[START]

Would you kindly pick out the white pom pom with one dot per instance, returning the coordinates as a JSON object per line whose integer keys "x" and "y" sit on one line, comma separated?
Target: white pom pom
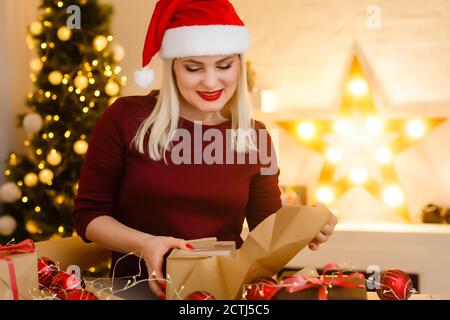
{"x": 32, "y": 122}
{"x": 144, "y": 77}
{"x": 10, "y": 192}
{"x": 7, "y": 225}
{"x": 119, "y": 52}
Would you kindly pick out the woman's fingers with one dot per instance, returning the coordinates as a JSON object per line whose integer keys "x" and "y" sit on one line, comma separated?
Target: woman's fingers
{"x": 320, "y": 238}
{"x": 327, "y": 230}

[END]

* EXERCISE DESCRIPTION *
Please copy everything from the line containing "Would you kindly pick out the woman's" down to the end of the items, unchanged.

* CORRECT RESPONSE *
Would you kindly pick out the woman's fingers with one dot per instance, returning the coordinates as a JSON object per line whose integer keys "x" and "y" sit on one line, comma separated?
Target: woman's fingers
{"x": 320, "y": 238}
{"x": 327, "y": 230}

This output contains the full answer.